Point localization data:
• • •

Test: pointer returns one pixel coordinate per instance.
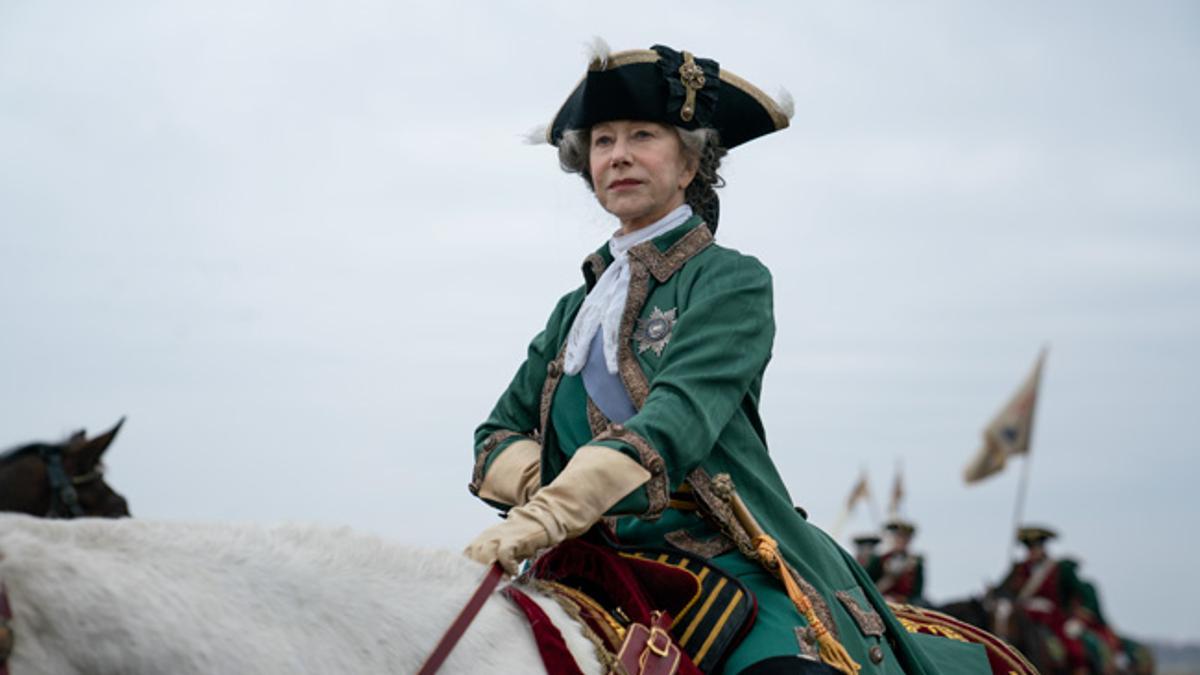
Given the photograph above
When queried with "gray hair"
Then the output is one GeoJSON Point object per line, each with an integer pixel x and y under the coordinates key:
{"type": "Point", "coordinates": [701, 145]}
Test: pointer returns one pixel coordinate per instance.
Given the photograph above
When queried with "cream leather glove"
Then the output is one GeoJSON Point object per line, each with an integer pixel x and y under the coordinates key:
{"type": "Point", "coordinates": [515, 475]}
{"type": "Point", "coordinates": [594, 481]}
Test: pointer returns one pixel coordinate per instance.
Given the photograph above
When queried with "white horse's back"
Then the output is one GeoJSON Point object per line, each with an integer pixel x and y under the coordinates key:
{"type": "Point", "coordinates": [141, 597]}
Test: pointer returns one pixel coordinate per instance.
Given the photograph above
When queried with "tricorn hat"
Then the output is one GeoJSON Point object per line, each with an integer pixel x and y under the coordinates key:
{"type": "Point", "coordinates": [900, 525]}
{"type": "Point", "coordinates": [676, 88]}
{"type": "Point", "coordinates": [1032, 535]}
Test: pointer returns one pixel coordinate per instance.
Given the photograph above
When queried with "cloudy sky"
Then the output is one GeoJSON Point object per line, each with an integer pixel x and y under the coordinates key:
{"type": "Point", "coordinates": [301, 245]}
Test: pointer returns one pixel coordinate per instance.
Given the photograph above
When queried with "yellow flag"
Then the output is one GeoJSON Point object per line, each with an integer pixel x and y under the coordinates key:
{"type": "Point", "coordinates": [1009, 432]}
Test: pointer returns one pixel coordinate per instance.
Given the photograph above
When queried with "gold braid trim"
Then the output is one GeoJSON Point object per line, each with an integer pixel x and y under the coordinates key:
{"type": "Point", "coordinates": [828, 646]}
{"type": "Point", "coordinates": [657, 488]}
{"type": "Point", "coordinates": [493, 441]}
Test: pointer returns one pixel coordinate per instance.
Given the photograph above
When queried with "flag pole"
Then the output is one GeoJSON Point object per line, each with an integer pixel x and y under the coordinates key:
{"type": "Point", "coordinates": [1019, 509]}
{"type": "Point", "coordinates": [1023, 484]}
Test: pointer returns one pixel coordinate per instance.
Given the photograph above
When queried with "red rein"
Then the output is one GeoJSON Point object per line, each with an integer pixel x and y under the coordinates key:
{"type": "Point", "coordinates": [445, 645]}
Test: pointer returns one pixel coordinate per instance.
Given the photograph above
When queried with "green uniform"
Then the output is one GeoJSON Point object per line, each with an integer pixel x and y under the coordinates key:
{"type": "Point", "coordinates": [696, 387]}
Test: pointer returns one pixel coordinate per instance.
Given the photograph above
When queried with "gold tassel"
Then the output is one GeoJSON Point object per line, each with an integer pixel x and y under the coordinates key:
{"type": "Point", "coordinates": [828, 646]}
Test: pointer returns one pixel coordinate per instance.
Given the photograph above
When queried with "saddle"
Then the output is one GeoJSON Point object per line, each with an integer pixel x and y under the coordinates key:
{"type": "Point", "coordinates": [648, 610]}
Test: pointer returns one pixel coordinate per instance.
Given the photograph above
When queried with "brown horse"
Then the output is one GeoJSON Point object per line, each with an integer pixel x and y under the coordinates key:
{"type": "Point", "coordinates": [64, 479]}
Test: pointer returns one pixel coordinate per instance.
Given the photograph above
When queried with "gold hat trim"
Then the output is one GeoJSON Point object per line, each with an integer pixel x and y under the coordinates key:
{"type": "Point", "coordinates": [767, 102]}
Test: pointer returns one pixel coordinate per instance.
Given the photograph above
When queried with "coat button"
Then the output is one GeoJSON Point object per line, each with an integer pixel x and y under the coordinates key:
{"type": "Point", "coordinates": [876, 653]}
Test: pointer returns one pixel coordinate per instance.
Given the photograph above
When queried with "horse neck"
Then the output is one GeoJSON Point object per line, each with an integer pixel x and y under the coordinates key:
{"type": "Point", "coordinates": [23, 485]}
{"type": "Point", "coordinates": [139, 597]}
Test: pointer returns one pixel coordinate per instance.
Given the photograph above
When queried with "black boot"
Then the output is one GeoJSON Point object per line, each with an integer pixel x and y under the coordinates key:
{"type": "Point", "coordinates": [790, 665]}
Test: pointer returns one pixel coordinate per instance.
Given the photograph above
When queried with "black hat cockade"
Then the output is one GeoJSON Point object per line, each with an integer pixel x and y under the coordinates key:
{"type": "Point", "coordinates": [667, 87]}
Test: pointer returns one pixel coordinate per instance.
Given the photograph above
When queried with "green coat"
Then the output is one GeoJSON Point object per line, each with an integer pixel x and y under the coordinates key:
{"type": "Point", "coordinates": [696, 390]}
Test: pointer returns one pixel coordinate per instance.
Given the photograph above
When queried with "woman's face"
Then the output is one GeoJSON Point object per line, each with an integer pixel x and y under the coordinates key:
{"type": "Point", "coordinates": [639, 171]}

• • •

__Problem description__
What is the number of lines in the records that contain "coat"? Give that number only.

__Response for this exercise__
2